• **Set problem**: Repeat, exactly and completely, the entries shown underneath.

Records from a data source:

* * *

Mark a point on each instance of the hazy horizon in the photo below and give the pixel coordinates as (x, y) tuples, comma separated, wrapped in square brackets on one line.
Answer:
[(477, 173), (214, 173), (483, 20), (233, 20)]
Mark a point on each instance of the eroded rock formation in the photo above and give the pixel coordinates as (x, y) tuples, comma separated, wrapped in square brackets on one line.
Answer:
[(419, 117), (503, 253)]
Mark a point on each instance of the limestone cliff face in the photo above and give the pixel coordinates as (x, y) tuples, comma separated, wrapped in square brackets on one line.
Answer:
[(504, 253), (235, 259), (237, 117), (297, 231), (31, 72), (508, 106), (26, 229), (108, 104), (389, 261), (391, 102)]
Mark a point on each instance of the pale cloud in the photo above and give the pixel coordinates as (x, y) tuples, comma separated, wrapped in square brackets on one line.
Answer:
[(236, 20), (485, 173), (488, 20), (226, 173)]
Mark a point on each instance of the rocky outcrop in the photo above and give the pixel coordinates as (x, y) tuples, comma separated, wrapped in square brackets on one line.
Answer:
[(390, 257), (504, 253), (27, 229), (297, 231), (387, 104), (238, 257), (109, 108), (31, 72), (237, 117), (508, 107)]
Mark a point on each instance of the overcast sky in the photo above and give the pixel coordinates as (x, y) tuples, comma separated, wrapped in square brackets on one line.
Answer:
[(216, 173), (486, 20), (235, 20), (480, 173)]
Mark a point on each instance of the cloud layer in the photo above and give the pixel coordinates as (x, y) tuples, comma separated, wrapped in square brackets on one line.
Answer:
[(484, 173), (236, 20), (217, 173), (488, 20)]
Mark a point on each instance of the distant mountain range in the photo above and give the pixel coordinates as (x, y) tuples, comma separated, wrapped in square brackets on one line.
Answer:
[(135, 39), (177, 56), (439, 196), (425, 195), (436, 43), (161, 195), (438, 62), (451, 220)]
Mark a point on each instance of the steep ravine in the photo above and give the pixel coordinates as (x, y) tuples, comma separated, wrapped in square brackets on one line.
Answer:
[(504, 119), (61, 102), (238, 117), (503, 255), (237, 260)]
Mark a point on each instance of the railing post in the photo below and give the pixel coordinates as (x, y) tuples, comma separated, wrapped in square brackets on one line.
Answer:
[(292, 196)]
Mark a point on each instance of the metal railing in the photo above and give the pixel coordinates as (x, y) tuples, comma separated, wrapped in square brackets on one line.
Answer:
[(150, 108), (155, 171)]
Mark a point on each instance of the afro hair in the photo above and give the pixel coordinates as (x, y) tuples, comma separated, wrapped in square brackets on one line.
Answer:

* * *

• **Response to the exercise**:
Mark a point on each instance of the hazy horizon in the photo below and give the pixel coordinates as (x, y) tuples, comma separated, wrapped in square brackets on one line.
Answer:
[(477, 173), (214, 173), (483, 20), (233, 20)]
Mark a point on each instance of the eroded rock formation in the photo above and give the pixel coordinates as (x, y) tuples, comma separated, wrapped in square brackets on one line.
Answer:
[(419, 117), (503, 253)]
Mark a point on each instance of the limestone cliff face in the photo above and give the pixel coordinates as (x, y) tuples, comma separated, wrapped in square brackets on one line.
Answer:
[(504, 253), (235, 259), (237, 117), (297, 231), (31, 72), (508, 106), (26, 229), (108, 104), (389, 261), (391, 102)]
Mark a point on each instance of the pale cloud in the photo above and give the pixel coordinates as (x, y) tuples, comma separated, wrapped in square brackets on one line.
Answer:
[(236, 20), (485, 173), (488, 20), (226, 173)]
Mark a point on each instance of the rocky outcrop in the photo above and give the pixel coordinates as (x, y) tuples, comma separated, wrapped in square brackets on one line.
Answer:
[(390, 257), (504, 253), (27, 229), (297, 231), (387, 104), (238, 257), (109, 108), (31, 72), (237, 117), (508, 107)]
Mark a point on each instance of the overcast sky in the photo above and give the pixel coordinates as (x, y) tuples, comma separated, wrapped in square brackets on one line.
Answer:
[(216, 173), (486, 20), (235, 20), (480, 173)]
Mark a point on each instance of the cloud layer in the photo above and give the pixel coordinates as (x, y) tuples, comma separated, wrapped in square brackets on one line.
Answer:
[(484, 173), (236, 20), (217, 173), (488, 20)]
Mark a point on each instance of the distant mountain range in the photo above and give the pixel coordinates as (x, y) tuples, comma separated, wrapped in square brackets on one line.
Answer:
[(135, 39), (177, 56), (439, 196), (425, 195), (436, 43), (161, 195), (438, 62), (451, 220)]
Mark a point on each instance of the steep ravine in the photo above and give the pixel coordinates as (x, y) tuples, comma separated, wrapped in square brackets on one line.
Answer:
[(504, 119), (61, 102), (238, 117), (503, 255), (237, 260)]
Mark a point on each instance of the railing post in the photo below and give the pixel coordinates as (x, y) tuples, comma separated, wrapped in square brackets on one line.
Answer:
[(292, 196)]
Mark a point on each instance of the metal railing in the photo above and give the pixel coordinates as (x, y) tuples, comma separated, wrapped in square brackets on one line.
Answer:
[(150, 108), (155, 171)]
Mark a point on each instance of the afro hair in the photo above and give the pixel coordinates as (x, y) tuples, comma separated, wrapped in square brackets on one line.
Answer:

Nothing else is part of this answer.